TEXTO EXTRAÍDO ▸
☆ ☆ ☆ ☆ ☆ ☆ ☆

Aunque como reina consorte no se involucró directamente en asuntos de Estado, Catalina diseñó una red de alianzas diplomáticas y familiares. Impulsó, entre otros movimientos, la liberación de los hijos de su abuelo, Pedro I; fortaleció los lazos con Inglaterra y logró revertir a la Corona las ciudades en Bayona concedidas a su madre Constanza.
Con apenas 17 años, Enrique comenzó a manifestar signos de enfermedad -seguramente, un tipo de lepra tuberculoide-. Pese al conocido estado de salud del rey, los 13 años que tardó el matrimonio en tener descendencia eran relacionados por los cronistas de la época con las costumbres de la reina en la mesa de «tomar más alimento en las comidas de lo que es regular en las mujeres».
En 1401 nació la primogénita, María, y dos años después, Catalina. Mientras el matrimonio ansiaba un hijo varón para asegurar una sucesión política sin conflictos, el hermano del rey, Fernando I de Aragón, no dejaba de engendrar vástagos -tuvo siete, cinco de ellos, niños varones-. En tal situación, Fernando acariciaba la corona. Para complicar la espera, a los problemas de salud de Enrique se unieron los de Catalina, diagnosticada de ‘perlesía’ (Párkinson).
En 1405, nace el ansiado heredero, Juan. La felicidad de la pareja se ve truncada un año después, con la muerte del rey Enrique III, cuando el infante tenía sólo 22 meses de edad. El testamento regio confiaba la regencia a la reina y a Fernando. Se abre una ardua etapa en la que cada uno busca defender sus intereses, también territoriales, y su posición sin comprometer la estabilidad del reino, un largo camino durante el que Catalina demostró gran habilidad negociadora y maestría para alcanzar acuerdos, mientras fortalecía del poder político de la Corona. Hubo, no obstante, un aspecto que unió a los dos regentes: el apoyo a Benedicto XIII, el papa Luna, en el cisma de la Iglesia.

☆ ☆ ☆ ☆ ☆ ☆ ☆

LISTADO APORTADO ▸
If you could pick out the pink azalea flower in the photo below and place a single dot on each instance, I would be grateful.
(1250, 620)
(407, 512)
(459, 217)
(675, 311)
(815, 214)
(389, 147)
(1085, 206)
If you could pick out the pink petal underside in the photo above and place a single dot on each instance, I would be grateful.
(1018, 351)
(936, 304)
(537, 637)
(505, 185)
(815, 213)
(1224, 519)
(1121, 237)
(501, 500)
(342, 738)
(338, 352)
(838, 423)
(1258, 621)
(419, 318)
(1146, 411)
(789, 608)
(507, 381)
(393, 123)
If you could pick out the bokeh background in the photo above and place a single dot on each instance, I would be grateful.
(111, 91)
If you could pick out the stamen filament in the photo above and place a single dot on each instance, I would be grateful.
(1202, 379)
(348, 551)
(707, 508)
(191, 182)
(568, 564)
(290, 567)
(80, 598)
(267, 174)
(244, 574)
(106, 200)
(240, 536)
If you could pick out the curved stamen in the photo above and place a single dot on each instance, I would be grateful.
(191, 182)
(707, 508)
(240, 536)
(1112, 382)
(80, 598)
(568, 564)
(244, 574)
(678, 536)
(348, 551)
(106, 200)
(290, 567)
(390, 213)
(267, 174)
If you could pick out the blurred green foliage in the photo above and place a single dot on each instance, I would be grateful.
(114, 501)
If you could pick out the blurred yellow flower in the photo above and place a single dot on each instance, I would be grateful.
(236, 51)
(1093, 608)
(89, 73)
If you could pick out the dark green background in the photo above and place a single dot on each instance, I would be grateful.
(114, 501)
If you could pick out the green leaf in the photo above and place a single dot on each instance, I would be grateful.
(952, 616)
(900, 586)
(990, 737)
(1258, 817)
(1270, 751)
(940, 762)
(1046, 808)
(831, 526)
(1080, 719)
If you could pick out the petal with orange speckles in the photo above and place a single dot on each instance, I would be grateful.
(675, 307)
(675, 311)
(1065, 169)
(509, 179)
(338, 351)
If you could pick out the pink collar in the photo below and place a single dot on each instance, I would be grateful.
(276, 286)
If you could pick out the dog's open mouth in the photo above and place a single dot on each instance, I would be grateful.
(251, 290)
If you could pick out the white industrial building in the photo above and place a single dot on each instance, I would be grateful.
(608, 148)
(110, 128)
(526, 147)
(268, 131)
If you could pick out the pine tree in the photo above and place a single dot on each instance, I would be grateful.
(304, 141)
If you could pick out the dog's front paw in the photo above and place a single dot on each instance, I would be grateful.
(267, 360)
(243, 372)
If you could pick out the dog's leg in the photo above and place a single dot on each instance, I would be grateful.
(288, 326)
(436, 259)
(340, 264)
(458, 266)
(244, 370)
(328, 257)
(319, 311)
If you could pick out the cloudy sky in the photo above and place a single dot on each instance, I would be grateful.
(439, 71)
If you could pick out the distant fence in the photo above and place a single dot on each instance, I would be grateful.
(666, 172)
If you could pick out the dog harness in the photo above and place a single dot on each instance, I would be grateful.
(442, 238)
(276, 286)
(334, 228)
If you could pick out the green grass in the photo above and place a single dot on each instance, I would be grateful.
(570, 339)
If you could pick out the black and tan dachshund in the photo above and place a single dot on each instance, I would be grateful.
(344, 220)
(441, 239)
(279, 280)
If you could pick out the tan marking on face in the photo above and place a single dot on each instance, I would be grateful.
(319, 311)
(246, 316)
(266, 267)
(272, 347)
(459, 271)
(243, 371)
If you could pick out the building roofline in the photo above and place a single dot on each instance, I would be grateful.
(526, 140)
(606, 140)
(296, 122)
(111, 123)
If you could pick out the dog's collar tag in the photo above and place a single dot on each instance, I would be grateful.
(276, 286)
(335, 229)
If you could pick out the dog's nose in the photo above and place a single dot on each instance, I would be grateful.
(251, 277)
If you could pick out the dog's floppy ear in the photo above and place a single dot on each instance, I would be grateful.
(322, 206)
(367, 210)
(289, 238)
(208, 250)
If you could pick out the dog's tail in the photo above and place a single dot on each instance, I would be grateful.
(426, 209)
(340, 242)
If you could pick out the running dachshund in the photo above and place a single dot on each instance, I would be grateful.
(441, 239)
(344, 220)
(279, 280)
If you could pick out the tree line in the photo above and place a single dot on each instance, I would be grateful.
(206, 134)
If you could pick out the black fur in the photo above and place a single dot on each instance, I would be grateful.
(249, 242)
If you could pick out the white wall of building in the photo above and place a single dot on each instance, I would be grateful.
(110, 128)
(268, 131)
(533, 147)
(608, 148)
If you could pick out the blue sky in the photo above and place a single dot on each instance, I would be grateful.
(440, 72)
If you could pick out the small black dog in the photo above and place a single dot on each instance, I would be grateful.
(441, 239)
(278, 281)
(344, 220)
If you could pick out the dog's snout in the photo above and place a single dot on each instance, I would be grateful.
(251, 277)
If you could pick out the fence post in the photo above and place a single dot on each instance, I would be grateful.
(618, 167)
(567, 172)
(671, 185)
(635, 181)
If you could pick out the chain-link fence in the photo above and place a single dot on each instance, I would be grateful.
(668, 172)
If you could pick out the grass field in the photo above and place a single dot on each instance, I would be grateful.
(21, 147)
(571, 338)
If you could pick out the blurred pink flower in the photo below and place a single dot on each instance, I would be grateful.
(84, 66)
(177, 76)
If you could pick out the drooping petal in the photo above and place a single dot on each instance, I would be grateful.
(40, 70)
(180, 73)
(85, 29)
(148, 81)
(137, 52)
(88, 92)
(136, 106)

☆ ☆ ☆ ☆ ☆ ☆ ☆

ACTIVIDAD 1 ▸ Según el texto sobre Catalina, ¿en qué año nació el heredero Juan?
ACTIVIDAD 2 ▸ Extrae del texto sobre Catalina el fragmento que empieza en "Aunque como reina" y termina en "su madre Constanza.".

RESULTADO 1 ▸ En 1405.

RESULTADO 2 ▸
Aunque como reina consorte no se involucró directamente en asuntos de Estado, Catalina diseñó una red de alianzas diplomáticas y familiares. Impulsó, entre otros movimientos, la liberación de los hijos de su abuelo, Pedro I; fortaleció los lazos con Inglaterra y logró revertir a la Corona las ciudades en Bayona concedidas a su madre Constanza.